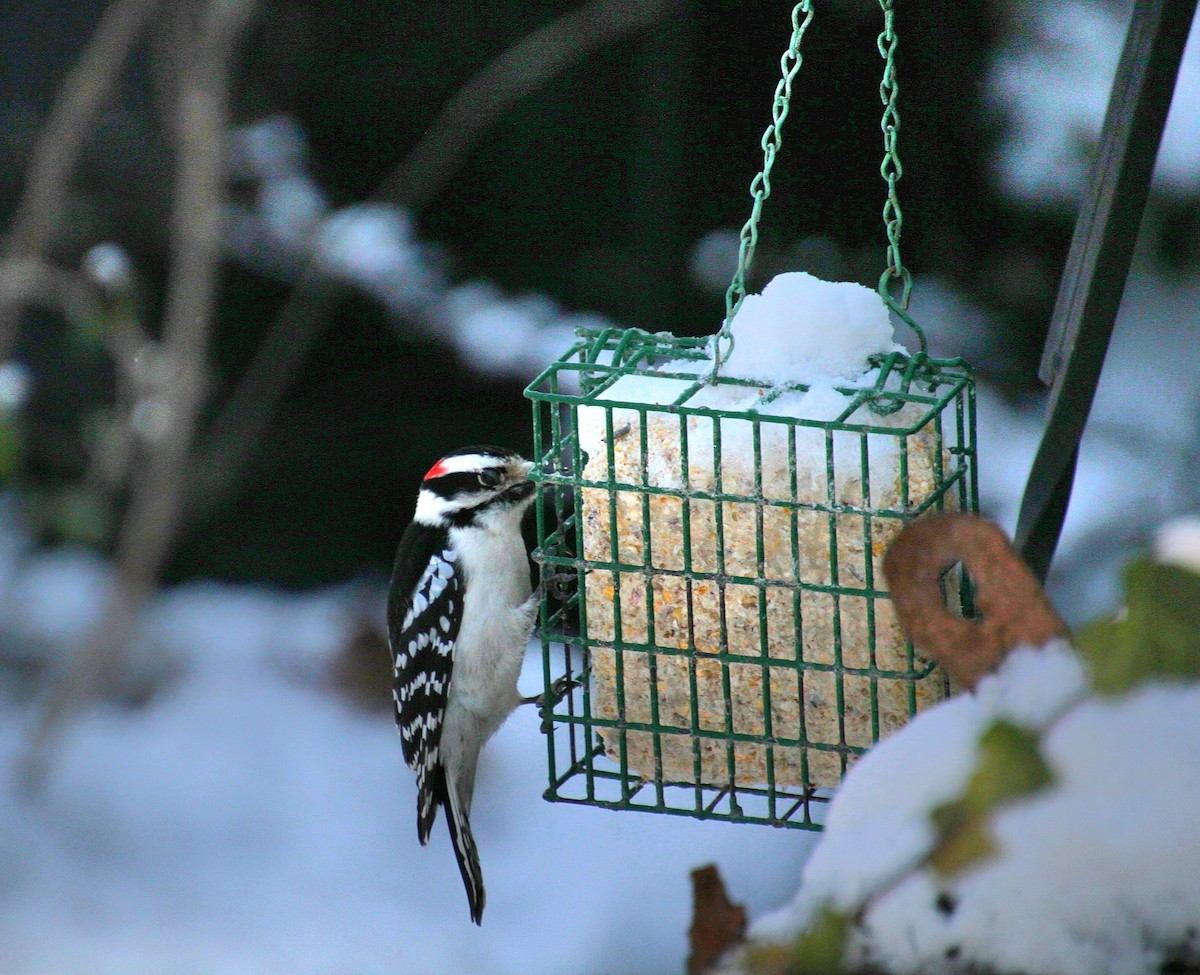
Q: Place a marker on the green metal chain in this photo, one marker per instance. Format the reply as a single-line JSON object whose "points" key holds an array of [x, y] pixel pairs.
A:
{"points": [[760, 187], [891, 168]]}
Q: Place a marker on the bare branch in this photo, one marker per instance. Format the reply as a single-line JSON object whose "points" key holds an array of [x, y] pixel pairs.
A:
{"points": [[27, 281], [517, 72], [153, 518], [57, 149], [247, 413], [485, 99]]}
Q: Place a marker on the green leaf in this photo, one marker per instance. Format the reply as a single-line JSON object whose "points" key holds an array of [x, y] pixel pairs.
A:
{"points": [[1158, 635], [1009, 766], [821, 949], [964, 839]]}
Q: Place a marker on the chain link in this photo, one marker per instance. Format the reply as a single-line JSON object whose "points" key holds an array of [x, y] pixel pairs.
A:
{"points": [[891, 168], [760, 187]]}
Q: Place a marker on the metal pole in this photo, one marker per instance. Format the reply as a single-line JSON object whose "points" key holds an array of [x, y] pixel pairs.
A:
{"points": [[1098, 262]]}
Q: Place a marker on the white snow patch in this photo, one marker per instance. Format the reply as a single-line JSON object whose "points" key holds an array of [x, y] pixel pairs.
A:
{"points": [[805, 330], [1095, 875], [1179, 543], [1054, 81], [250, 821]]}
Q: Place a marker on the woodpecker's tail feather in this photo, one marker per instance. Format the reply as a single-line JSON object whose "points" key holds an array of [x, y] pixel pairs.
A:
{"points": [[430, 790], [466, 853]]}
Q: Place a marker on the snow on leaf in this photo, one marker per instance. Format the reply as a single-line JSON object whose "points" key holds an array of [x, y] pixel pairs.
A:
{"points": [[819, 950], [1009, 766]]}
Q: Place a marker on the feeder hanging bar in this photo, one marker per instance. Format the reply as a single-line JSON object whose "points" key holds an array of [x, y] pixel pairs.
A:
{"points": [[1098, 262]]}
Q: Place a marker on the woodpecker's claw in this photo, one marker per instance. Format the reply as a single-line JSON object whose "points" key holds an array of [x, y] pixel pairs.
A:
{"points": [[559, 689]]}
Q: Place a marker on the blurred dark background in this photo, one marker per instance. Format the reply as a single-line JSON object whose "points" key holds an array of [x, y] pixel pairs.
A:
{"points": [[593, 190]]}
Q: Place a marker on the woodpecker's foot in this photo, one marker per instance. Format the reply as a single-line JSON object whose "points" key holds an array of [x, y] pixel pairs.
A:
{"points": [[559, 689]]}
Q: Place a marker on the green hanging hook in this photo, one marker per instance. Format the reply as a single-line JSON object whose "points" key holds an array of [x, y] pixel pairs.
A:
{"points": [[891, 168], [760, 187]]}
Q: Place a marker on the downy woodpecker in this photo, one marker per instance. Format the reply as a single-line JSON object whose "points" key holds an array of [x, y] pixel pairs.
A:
○ ○ ○
* [Exercise instructions]
Every line from the one containing "Q: Place a marker on the feeder" through the last line of the entries must be written out verbatim, and no other line.

* [Worked solution]
Q: Place a marker on the feeder hanging bar in this photo, one marker per instance. Format the reply as a single-line JSON object whose "points" key holds an array of [x, y] pixel pairs.
A:
{"points": [[1098, 262]]}
Q: Place a marker on the woodpecker's claw in this photo, one marker per instance. Format the reply as a single-line JSON object whose "points" key holds an array of [x, y] pixel pairs.
A:
{"points": [[559, 689]]}
Q: Place a marker on the blurred dark background in this photo, one marker per instance. Format the reply as a single-line JSON object whose "points" key holds an array of [x, y] pixel pairs.
A:
{"points": [[593, 190]]}
Q: Place a marker on the woodpecker's foot in this photo, one marker per instance. Format the reply as a single-line JSON object whose "points" key holds an array of [x, y] pixel pairs.
A:
{"points": [[559, 689]]}
Q: Place a marker on the green hanging hook in this photo, one marker per instance. Format the reply as a single-line JSON object whose "points" key holds an array of [x, y] pixel pairs.
A:
{"points": [[891, 168], [760, 187]]}
Q: Place a marker on the downy woodpecker in this photo, one marker per instance. Format the reply as a single-line JSON object whose "points" key holds an array of [x, y] pixel pairs.
A:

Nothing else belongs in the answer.